[Named-object pointing records]
== == ==

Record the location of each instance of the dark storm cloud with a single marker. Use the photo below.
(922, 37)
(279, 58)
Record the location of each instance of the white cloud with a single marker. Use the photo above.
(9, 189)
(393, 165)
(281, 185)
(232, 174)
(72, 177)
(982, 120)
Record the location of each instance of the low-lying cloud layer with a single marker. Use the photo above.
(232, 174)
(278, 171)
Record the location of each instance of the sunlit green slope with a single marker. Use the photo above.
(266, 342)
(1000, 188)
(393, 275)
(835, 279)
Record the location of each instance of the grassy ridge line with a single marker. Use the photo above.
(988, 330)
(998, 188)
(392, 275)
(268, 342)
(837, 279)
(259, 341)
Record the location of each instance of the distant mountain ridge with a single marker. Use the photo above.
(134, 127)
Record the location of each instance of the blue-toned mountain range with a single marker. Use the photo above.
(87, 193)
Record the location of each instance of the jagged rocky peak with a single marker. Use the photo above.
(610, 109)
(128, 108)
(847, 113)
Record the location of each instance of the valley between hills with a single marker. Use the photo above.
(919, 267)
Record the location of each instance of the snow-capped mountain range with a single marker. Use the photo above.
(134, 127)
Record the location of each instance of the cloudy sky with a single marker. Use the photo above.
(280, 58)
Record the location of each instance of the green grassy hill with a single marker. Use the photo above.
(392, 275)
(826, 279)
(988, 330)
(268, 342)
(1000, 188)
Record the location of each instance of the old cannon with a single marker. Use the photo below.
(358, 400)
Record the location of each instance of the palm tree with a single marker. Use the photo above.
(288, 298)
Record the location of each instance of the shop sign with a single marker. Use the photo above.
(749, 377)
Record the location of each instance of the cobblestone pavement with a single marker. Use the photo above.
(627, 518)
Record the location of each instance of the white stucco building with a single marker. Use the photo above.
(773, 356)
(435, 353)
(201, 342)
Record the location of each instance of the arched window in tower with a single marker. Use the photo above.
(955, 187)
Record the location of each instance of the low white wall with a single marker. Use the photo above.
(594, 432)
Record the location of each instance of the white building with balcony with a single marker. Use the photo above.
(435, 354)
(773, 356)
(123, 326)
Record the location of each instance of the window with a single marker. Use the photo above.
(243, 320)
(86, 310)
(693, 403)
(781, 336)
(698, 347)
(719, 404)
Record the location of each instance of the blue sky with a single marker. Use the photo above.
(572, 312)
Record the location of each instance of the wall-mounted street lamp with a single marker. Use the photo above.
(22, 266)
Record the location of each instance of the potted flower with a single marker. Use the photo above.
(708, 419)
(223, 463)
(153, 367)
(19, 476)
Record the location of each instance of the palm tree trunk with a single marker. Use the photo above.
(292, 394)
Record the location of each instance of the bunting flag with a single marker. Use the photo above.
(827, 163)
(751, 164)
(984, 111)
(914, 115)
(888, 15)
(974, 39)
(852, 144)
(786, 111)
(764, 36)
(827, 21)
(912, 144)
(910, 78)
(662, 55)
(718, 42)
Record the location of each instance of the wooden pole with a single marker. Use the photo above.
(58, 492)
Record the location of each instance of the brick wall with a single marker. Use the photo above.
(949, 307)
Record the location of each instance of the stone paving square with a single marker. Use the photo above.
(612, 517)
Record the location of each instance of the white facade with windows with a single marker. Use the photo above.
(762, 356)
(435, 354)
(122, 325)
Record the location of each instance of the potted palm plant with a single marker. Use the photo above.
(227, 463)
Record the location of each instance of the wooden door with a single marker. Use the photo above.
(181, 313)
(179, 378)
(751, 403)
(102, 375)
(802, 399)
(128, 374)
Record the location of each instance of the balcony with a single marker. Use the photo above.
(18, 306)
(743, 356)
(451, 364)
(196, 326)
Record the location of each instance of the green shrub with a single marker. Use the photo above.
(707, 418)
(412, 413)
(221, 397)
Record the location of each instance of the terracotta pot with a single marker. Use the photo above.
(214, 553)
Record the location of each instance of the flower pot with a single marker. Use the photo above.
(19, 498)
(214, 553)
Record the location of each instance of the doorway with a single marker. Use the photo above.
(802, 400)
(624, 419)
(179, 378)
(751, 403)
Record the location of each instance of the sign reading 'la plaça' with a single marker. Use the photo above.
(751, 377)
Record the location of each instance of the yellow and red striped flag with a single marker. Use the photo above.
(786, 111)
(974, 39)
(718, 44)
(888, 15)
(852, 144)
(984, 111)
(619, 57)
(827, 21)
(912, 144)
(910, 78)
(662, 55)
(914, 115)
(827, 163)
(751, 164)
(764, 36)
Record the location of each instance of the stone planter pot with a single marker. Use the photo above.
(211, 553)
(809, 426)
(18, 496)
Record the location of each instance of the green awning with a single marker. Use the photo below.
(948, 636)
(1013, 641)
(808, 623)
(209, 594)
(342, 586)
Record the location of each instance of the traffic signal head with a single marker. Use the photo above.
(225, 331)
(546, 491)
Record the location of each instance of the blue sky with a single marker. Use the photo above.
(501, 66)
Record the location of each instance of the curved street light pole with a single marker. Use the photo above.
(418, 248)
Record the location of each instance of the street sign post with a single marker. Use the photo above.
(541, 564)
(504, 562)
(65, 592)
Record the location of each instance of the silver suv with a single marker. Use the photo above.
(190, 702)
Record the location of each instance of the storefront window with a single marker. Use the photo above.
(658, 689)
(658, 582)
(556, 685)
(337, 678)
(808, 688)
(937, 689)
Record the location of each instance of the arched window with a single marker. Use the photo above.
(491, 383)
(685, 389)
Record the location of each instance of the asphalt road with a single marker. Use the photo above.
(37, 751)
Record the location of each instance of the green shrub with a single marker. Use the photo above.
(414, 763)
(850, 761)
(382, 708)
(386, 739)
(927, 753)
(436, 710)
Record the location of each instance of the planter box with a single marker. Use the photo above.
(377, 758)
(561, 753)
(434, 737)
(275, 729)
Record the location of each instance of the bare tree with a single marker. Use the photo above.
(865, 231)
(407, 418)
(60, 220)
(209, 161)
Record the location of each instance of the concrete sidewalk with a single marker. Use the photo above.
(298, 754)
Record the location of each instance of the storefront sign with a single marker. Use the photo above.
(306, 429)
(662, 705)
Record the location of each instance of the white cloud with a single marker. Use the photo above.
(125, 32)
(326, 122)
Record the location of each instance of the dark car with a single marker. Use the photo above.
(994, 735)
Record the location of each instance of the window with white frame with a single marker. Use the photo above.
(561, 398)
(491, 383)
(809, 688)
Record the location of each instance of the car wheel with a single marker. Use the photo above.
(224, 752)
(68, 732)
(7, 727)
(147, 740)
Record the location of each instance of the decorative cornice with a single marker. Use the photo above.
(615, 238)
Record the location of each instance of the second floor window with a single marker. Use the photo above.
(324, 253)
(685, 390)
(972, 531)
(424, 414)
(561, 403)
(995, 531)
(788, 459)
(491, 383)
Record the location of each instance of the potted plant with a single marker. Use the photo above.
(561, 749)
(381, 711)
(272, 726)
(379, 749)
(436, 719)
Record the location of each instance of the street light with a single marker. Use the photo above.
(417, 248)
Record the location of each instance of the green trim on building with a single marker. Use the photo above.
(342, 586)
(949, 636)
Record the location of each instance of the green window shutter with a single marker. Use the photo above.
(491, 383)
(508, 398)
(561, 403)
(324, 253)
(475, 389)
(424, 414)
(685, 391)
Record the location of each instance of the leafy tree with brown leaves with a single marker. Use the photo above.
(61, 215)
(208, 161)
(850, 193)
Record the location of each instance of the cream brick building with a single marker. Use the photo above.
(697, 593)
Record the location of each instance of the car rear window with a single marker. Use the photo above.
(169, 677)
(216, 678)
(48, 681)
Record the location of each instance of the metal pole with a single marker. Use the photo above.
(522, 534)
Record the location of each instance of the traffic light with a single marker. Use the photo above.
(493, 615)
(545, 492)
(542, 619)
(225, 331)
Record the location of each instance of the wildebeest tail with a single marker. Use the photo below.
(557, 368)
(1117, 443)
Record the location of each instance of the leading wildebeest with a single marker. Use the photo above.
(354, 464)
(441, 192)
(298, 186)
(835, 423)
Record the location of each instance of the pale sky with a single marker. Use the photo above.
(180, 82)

== == ==

Reproduce, word for word, only the lines from the one that contains "Record the location of each instance of the car wheel" through the final line.

Record the location of each instance of the car wheel with a single marker. Use the photo above.
(224, 752)
(68, 732)
(7, 727)
(147, 740)
Record the location of each instance of the decorative cornice with a single marker. Use the photo above.
(615, 238)
Record the location of each instance of the second floor window with a single marker. Use the photo above.
(324, 253)
(685, 390)
(972, 531)
(424, 414)
(561, 403)
(995, 531)
(788, 459)
(491, 383)
Record the location of each instance of the potted plant with a single marker. Use the photo above.
(561, 749)
(381, 711)
(272, 726)
(379, 749)
(436, 719)
Record the location of each instance of the street light with a single marker. Use the photo above.
(417, 248)
Record the location of each instance of the green trim on building with a single marker. Use the photo above.
(342, 586)
(949, 636)
Record the location of each instance of the green window shutter with a single marker. Use the photo above.
(491, 383)
(508, 398)
(561, 403)
(324, 253)
(475, 389)
(424, 414)
(685, 391)
Record the location of each instance of the leafy tree with brown leaves with a single marker. Use the photo above.
(61, 215)
(208, 161)
(850, 193)
Record the location of each instance of the cream brick building with a single marker. Use the photo above.
(697, 593)
Record the location of each instance of the car rear window with a single marker. Use the photo above.
(169, 677)
(216, 678)
(48, 681)
Record the location of each instance of the metal pole with a single marker. Use the photo above.
(522, 534)
Record the location of each instance of the traffic light with a single marker. Use the photo above.
(493, 615)
(545, 492)
(542, 619)
(225, 331)
Record the location of each instance of the wildebeest tail with a single marker. Use the photo below.
(557, 368)
(1117, 443)
Record the location of each instance of the leading wildebeest with a single marker. Use the photo above.
(354, 464)
(441, 192)
(298, 186)
(835, 423)
Record the location of each instance of the pale sky with a single marker. Use the photo above.
(180, 82)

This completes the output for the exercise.